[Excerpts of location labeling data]
:::::

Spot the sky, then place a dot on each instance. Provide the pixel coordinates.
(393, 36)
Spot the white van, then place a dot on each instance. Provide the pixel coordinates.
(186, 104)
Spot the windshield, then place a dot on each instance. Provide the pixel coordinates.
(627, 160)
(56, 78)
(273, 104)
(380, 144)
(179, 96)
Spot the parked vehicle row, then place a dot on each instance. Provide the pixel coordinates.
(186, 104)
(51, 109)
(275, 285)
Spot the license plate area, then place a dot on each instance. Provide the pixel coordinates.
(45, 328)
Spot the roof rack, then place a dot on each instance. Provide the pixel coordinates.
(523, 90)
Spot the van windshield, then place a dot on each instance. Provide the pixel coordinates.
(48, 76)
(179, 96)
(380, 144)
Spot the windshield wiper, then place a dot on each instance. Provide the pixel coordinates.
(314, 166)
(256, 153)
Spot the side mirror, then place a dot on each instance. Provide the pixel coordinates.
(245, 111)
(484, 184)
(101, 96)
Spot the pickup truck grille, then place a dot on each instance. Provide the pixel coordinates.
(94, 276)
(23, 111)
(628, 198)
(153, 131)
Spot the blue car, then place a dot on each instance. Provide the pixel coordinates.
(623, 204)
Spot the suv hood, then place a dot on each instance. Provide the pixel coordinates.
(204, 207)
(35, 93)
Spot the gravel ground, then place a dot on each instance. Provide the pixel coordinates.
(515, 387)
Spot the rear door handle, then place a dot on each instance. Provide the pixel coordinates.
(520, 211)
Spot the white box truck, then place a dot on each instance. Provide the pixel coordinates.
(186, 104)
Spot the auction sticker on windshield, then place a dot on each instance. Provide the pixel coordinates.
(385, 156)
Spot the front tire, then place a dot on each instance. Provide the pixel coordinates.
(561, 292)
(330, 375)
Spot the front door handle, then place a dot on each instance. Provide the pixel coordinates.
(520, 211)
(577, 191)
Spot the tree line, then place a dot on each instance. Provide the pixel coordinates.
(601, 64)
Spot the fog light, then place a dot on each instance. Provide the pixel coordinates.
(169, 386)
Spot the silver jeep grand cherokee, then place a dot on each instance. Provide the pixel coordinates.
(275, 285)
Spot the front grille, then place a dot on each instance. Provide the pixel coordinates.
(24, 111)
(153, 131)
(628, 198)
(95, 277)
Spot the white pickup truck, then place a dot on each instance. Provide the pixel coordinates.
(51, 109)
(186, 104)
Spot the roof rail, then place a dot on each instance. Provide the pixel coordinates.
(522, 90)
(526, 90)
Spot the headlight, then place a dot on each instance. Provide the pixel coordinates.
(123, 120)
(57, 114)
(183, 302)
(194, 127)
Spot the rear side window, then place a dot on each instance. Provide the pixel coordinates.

:::::

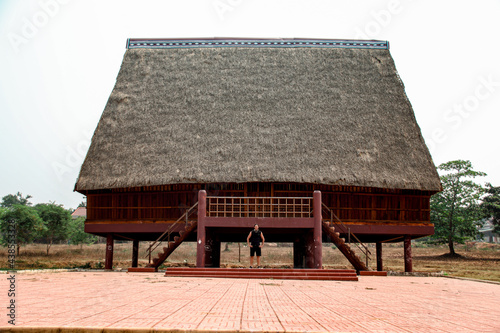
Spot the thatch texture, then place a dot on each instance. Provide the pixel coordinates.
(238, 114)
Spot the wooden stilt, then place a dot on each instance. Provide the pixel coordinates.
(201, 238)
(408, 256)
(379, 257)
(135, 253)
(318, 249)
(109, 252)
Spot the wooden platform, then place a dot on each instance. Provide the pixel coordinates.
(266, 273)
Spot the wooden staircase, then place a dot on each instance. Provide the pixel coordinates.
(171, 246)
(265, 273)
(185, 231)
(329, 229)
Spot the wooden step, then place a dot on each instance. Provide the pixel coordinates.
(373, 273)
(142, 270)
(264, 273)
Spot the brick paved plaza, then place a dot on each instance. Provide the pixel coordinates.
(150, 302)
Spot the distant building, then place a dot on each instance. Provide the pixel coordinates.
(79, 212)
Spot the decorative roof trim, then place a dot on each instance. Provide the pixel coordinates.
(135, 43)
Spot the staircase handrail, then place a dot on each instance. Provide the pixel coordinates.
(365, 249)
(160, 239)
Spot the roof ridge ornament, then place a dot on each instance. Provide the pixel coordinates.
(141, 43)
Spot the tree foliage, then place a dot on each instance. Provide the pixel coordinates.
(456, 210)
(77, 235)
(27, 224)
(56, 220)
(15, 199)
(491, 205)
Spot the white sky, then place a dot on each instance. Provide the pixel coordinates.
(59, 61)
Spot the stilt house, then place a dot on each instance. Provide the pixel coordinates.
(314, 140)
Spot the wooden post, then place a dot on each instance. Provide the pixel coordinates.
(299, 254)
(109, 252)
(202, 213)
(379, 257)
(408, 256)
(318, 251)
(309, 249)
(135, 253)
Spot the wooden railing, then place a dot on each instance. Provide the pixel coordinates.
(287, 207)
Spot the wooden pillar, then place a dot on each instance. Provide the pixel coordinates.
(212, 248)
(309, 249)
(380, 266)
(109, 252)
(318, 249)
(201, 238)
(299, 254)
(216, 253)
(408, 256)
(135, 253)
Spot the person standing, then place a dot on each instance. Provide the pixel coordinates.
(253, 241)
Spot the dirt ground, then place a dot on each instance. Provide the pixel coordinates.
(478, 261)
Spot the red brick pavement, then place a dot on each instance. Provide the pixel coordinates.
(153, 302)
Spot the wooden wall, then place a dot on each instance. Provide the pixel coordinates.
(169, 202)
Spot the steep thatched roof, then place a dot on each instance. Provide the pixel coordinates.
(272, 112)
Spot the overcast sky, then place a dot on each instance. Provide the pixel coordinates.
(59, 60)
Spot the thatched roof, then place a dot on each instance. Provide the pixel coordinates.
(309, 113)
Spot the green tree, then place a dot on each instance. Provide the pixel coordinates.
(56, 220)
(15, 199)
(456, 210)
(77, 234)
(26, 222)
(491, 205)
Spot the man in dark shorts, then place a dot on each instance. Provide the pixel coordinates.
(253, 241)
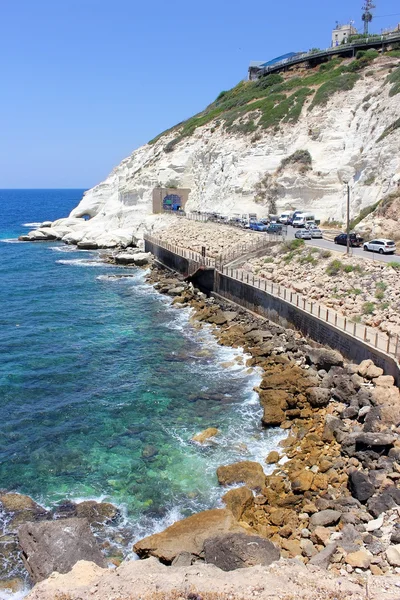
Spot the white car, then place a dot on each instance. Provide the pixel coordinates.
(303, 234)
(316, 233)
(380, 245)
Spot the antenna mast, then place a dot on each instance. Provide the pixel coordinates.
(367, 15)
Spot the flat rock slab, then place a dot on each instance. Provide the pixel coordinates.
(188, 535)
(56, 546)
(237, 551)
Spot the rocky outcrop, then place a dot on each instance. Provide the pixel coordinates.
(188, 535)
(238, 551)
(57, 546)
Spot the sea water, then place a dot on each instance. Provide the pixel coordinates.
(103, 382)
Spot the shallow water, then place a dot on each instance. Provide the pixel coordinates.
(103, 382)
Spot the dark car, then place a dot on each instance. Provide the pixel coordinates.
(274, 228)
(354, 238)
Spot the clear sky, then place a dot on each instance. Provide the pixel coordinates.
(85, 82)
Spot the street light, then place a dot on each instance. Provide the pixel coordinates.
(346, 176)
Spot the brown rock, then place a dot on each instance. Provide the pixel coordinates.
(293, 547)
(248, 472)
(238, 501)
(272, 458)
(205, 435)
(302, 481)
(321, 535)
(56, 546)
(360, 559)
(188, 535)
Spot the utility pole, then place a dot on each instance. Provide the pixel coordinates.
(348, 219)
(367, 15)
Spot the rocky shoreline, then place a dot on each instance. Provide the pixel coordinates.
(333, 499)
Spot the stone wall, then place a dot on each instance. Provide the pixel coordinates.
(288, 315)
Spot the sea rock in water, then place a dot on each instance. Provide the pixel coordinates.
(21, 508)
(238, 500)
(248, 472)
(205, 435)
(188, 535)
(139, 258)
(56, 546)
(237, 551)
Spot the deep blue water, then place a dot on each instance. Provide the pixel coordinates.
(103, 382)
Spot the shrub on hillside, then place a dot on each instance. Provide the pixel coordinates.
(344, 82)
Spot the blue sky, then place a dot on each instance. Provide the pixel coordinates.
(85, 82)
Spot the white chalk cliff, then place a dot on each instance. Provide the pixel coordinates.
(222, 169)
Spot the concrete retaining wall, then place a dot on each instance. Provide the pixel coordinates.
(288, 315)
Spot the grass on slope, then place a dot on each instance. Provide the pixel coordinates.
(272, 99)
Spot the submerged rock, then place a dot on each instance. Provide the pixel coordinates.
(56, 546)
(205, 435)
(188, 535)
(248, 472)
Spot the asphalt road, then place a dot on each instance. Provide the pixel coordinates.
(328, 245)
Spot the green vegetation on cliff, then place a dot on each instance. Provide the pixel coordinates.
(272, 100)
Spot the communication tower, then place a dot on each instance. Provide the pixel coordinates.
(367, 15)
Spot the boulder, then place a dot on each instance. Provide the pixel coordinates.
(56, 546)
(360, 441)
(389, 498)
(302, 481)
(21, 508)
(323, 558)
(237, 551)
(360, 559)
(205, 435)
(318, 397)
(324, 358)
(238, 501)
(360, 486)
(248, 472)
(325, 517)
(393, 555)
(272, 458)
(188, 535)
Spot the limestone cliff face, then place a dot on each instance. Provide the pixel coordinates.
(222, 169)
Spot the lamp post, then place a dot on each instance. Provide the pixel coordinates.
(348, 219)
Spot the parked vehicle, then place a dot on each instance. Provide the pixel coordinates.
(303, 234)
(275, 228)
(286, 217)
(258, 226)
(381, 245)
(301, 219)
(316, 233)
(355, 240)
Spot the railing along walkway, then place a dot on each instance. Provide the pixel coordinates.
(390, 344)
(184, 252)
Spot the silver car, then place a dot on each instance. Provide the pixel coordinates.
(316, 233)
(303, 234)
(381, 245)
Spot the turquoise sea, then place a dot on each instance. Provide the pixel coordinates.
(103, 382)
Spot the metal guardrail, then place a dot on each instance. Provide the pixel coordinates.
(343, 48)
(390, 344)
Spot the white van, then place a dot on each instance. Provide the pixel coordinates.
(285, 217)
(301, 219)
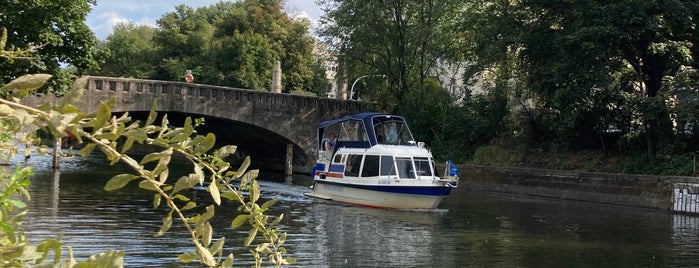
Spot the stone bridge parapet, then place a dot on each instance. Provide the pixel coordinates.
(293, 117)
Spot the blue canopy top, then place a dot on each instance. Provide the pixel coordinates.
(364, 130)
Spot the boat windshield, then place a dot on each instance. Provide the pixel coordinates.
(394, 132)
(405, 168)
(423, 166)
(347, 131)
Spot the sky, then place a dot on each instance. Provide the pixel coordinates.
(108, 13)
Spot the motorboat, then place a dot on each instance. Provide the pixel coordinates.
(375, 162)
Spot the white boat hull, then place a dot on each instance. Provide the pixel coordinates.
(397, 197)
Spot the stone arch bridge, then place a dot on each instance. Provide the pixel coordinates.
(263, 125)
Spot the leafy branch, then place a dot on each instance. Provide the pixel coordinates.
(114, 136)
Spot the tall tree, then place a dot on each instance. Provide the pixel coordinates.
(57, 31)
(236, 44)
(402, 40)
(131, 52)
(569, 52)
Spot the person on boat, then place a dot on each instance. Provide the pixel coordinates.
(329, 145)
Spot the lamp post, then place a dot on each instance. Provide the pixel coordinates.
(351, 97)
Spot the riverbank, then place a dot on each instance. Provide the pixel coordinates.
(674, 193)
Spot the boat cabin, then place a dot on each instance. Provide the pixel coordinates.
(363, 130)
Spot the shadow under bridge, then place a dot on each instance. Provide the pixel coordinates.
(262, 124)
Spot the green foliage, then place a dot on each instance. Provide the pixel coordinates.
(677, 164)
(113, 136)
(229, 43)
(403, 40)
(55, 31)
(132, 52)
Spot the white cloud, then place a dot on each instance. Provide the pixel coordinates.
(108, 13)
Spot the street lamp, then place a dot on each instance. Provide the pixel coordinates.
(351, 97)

:::::

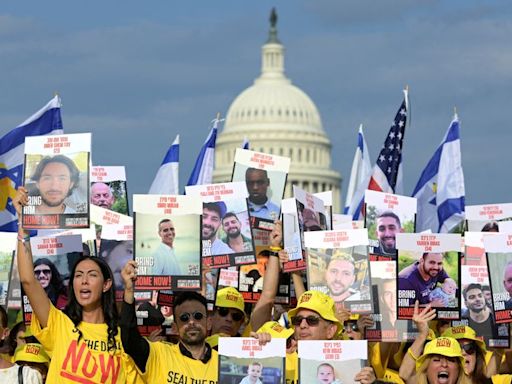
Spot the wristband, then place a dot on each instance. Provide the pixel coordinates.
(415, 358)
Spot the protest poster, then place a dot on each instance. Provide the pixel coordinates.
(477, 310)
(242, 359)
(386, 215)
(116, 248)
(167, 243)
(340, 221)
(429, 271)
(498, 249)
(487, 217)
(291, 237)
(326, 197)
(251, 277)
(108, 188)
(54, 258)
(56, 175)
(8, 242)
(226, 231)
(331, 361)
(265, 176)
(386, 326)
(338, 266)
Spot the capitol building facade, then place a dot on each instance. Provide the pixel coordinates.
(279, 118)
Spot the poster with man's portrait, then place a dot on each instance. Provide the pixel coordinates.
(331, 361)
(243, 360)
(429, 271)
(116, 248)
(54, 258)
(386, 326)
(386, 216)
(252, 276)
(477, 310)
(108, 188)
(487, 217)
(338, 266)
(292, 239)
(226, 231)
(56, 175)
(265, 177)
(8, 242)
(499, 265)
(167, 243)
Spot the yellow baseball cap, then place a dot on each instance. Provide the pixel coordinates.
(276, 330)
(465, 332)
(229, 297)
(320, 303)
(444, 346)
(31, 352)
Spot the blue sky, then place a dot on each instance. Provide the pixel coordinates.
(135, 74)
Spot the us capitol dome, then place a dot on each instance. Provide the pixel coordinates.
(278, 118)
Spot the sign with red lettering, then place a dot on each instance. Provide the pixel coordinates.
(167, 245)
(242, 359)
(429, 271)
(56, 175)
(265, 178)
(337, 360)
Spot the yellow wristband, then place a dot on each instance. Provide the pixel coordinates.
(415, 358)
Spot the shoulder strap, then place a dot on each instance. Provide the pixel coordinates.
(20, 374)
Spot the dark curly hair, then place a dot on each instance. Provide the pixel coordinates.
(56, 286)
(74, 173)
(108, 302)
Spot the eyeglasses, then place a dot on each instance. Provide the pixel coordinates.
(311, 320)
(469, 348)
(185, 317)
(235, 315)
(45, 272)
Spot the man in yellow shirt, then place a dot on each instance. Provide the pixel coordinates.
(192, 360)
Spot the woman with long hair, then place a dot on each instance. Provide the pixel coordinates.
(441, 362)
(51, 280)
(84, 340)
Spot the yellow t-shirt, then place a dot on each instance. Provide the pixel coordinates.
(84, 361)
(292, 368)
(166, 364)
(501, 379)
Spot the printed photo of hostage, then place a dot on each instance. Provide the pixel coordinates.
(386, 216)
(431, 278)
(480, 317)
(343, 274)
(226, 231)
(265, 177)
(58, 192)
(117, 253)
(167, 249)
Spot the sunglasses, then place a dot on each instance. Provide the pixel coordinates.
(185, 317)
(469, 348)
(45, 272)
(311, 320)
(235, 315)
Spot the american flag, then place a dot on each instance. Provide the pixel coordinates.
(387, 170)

:::::

= Exercise task =
Could you select each line in the entries above that contains the string "with", copying those lines over? Match case exactly.

= Reply to the exercise =
Spot the poster with man's portrait, then place a dot on each instance. Provide the pixel coordinates.
Spot the sign with red lettering, then place a dot on each instance. Provide the pixel coordinates.
Spot the woman with long hair, then place a dot on each instance. Provide the pixel coordinates.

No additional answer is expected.